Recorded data
--------------------

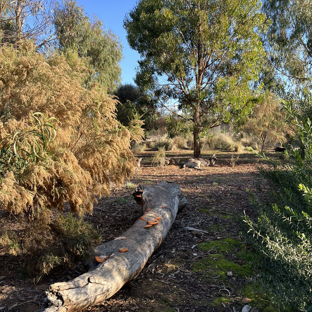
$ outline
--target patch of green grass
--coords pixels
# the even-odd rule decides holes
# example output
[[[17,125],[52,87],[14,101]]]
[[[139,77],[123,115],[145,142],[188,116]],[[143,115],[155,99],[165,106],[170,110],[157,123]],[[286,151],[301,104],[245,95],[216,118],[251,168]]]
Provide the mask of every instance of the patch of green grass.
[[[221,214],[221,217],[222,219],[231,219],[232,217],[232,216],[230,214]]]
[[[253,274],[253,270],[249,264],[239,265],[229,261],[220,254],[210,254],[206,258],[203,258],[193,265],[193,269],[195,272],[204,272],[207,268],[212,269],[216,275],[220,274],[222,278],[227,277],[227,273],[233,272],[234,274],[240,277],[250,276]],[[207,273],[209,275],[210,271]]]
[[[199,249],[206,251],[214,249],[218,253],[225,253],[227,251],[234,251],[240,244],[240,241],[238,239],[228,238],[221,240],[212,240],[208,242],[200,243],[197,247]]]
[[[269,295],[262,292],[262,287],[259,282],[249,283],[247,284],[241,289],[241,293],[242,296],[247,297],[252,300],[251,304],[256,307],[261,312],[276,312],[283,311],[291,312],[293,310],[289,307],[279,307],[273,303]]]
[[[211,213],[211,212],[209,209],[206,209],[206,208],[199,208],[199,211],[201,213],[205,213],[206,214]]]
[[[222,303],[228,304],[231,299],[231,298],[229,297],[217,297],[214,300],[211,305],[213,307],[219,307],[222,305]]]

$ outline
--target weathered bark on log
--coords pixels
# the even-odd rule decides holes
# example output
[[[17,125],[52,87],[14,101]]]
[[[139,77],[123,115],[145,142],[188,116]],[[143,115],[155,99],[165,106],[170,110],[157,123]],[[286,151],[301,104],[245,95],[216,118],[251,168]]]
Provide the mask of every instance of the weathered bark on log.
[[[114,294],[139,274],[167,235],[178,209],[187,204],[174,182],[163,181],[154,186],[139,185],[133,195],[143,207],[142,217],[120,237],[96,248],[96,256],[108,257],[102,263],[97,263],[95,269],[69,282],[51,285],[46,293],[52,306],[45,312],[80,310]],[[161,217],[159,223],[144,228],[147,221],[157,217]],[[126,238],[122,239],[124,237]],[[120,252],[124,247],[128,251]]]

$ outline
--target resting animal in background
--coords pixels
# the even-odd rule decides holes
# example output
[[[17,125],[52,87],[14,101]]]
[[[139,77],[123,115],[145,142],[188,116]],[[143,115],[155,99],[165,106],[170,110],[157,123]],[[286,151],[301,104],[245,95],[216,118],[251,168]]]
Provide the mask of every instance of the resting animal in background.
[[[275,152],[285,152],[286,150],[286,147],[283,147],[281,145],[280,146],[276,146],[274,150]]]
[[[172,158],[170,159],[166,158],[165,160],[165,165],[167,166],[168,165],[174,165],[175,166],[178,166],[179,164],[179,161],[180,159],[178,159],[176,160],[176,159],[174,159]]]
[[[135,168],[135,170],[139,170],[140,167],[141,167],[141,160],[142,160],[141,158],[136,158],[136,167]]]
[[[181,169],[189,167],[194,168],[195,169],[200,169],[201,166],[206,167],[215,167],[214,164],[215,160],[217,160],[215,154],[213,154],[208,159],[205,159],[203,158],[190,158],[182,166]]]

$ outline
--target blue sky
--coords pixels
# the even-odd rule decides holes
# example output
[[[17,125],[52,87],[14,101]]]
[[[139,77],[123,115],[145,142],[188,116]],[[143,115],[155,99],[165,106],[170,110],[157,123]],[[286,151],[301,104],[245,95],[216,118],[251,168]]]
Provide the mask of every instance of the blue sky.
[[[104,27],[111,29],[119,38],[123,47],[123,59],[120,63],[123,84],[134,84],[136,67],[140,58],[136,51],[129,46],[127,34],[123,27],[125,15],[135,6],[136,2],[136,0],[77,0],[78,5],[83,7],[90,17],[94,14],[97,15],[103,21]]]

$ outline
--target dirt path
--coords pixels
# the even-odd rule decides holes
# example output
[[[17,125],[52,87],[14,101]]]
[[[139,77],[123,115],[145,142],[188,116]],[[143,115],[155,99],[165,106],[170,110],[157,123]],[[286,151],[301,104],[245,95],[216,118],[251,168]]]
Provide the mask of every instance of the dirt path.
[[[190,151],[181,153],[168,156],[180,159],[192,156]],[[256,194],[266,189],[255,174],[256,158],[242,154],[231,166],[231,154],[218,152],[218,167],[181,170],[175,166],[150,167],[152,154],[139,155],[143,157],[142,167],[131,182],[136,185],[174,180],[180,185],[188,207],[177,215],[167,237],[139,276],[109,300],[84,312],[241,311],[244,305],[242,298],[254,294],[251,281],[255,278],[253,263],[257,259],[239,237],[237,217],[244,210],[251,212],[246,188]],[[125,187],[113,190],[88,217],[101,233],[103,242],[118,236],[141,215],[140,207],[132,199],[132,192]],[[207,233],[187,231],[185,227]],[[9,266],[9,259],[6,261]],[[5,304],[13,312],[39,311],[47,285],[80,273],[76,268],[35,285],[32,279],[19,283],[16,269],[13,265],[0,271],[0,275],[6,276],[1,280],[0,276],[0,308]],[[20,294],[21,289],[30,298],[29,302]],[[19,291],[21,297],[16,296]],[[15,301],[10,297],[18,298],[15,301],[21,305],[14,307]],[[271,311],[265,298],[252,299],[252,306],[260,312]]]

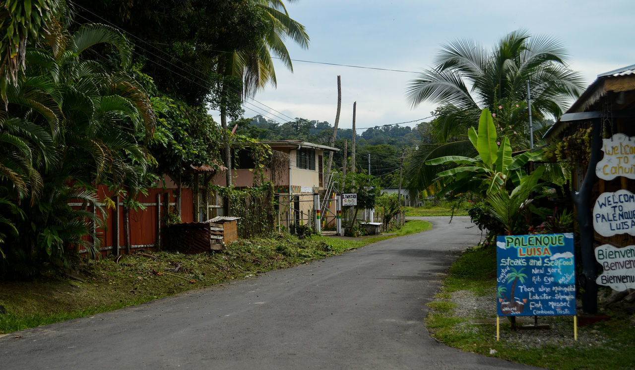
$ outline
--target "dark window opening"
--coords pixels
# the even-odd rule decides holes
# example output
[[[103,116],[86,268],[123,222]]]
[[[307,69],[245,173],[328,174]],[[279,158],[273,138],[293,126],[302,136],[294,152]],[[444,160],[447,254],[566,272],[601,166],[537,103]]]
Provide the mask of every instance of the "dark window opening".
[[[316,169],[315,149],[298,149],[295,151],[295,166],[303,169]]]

--------------------

*TASK INSTRUCTIONS*
Rewrite all the entries above with each "Provide the mask" replaced by "Return the polygon mask" and nothing else changed. Leave the pictures out.

*FINAL RESULT*
$ outline
--target patch of green grass
--coords pixels
# the even-odd rule decides holes
# example output
[[[17,125],[52,87],[14,101]]]
[[[139,77],[123,115],[145,142],[188,116]],[[143,115],[155,99],[165,106],[170,110],[157,123]],[[286,151],[301,104],[245,95],[216,118],[251,168]]]
Return the polygon mask of every instance of the patch of green grass.
[[[221,214],[221,217],[222,219],[231,219],[232,217],[232,216],[230,214]]]
[[[253,274],[253,270],[249,264],[239,265],[229,261],[220,254],[210,254],[206,258],[203,258],[193,265],[193,269],[195,272],[204,272],[207,268],[212,269],[216,275],[220,274],[222,278],[227,277],[227,273],[233,272],[234,274],[240,277],[250,276]],[[207,273],[209,275],[210,271]]]
[[[199,249],[206,251],[214,249],[218,253],[225,253],[227,251],[234,251],[240,244],[240,241],[238,239],[228,238],[221,240],[212,240],[208,242],[200,243],[197,247]]]
[[[269,295],[262,292],[262,287],[259,282],[249,283],[247,284],[241,289],[241,293],[242,296],[247,297],[252,300],[251,304],[256,307],[261,312],[276,312],[283,311],[291,312],[293,310],[289,307],[279,307],[273,303]]]
[[[211,213],[211,212],[209,209],[206,209],[206,208],[199,208],[199,211],[201,213],[205,213],[206,214]]]
[[[222,303],[228,304],[231,299],[231,298],[229,297],[217,297],[214,300],[211,305],[213,307],[219,307],[222,305]]]

$ outline
--target weathered bark on log
--coords pixels
# the even-odd rule decides holes
# example output
[[[17,125],[52,87],[14,101]]]
[[[139,77],[123,115],[145,142],[188,116]],[[143,115],[155,99],[165,106],[170,110],[157,123]],[[286,151],[301,104],[245,95],[216,118],[251,168]]]
Return the polygon mask of every instance of the weathered bark on log.
[[[114,294],[139,274],[167,235],[178,209],[187,204],[174,182],[163,181],[154,186],[139,185],[133,195],[143,207],[142,217],[120,237],[96,248],[96,256],[108,257],[102,263],[97,263],[95,269],[69,282],[51,285],[46,293],[52,306],[45,312],[80,310]],[[161,217],[159,223],[144,228],[147,221],[157,217]],[[126,238],[122,239],[124,237]],[[120,252],[124,247],[128,251]]]

$ outline
--target resting animal in background
--coords pixels
# the even-odd rule decides holes
# example output
[[[17,125],[52,87],[14,101]]]
[[[139,77],[123,115],[145,142],[188,116]],[[143,115],[155,99],[165,106],[170,110],[157,123]],[[286,151],[301,104],[245,95],[216,118],[251,168]]]
Return the polygon mask of every instance of the resting animal in background.
[[[275,152],[285,152],[286,150],[286,147],[283,147],[281,145],[280,146],[276,146],[274,150]]]
[[[172,158],[170,159],[166,158],[165,160],[165,165],[167,166],[168,165],[174,165],[175,166],[178,166],[179,164],[179,161],[180,159],[178,159],[176,160],[176,159],[174,159]]]
[[[135,168],[135,170],[139,170],[140,167],[141,167],[141,160],[142,160],[141,158],[136,158],[136,167]]]
[[[181,169],[189,167],[194,168],[195,169],[200,169],[201,166],[206,167],[215,167],[214,164],[215,160],[217,160],[215,154],[213,154],[208,159],[205,159],[203,158],[190,158],[182,166]]]

$ outline
--target blue sky
--coords pixels
# the even-odd rule decides holes
# example output
[[[17,125],[52,87],[14,101]]]
[[[139,77],[123,115],[145,142],[188,116]],[[143,115],[155,99],[165,106],[170,110],[157,123]],[[286,151],[301,104],[245,95],[216,118],[251,168]]]
Return the polygon mask of every instance of the blue sky.
[[[104,27],[111,29],[119,38],[123,47],[123,59],[120,63],[123,84],[134,84],[136,67],[140,58],[136,51],[129,46],[127,34],[123,27],[125,15],[135,6],[136,2],[136,0],[77,0],[78,5],[83,7],[90,17],[94,14],[97,15],[103,21]]]

$ outline
--target dirt path
--coords pixels
# the even-odd rule decides holes
# example output
[[[17,125],[52,87],[14,101]]]
[[[139,77],[123,115],[145,142],[188,116]],[[143,115],[155,99],[165,106],[170,110],[157,123]],[[286,151],[301,104],[245,95],[216,118],[251,168]]]
Return the polygon mask of every instance of the dirt path.
[[[190,151],[181,153],[168,156],[180,159],[192,156]],[[256,194],[266,189],[255,174],[256,158],[242,154],[231,166],[231,154],[218,152],[218,167],[181,170],[175,166],[150,167],[152,154],[139,155],[143,157],[142,167],[131,182],[136,185],[174,180],[180,185],[188,207],[177,215],[167,237],[139,276],[109,300],[84,312],[241,311],[244,305],[242,298],[254,294],[251,281],[255,278],[253,263],[257,259],[239,237],[237,217],[244,210],[251,212],[246,188]],[[125,187],[113,190],[88,217],[101,233],[103,242],[118,236],[141,215],[140,207],[132,199],[132,192]],[[207,233],[187,231],[185,227]],[[9,266],[9,259],[6,261]],[[5,304],[13,312],[39,311],[47,285],[80,273],[76,268],[35,285],[32,279],[19,283],[16,269],[13,265],[0,271],[0,275],[6,276],[1,280],[0,276],[0,308]],[[20,294],[21,289],[30,298],[29,302]],[[19,291],[21,297],[16,296]],[[15,301],[10,297],[18,298],[15,301],[21,305],[14,307]],[[271,311],[265,298],[252,299],[252,306],[260,312]]]

$ outline
--target "dark window opening"
--coords pixels
# the even-odd rule decides holes
# example output
[[[103,116],[86,268],[123,222]]]
[[[307,69],[245,173],[328,174]],[[279,158],[273,138],[293,126],[302,136],[294,152]],[[444,160],[447,254],[566,272],[601,166],[537,103]]]
Return the polygon mask of every instance of the "dark window opening".
[[[316,169],[315,149],[298,149],[295,151],[295,166],[303,169]]]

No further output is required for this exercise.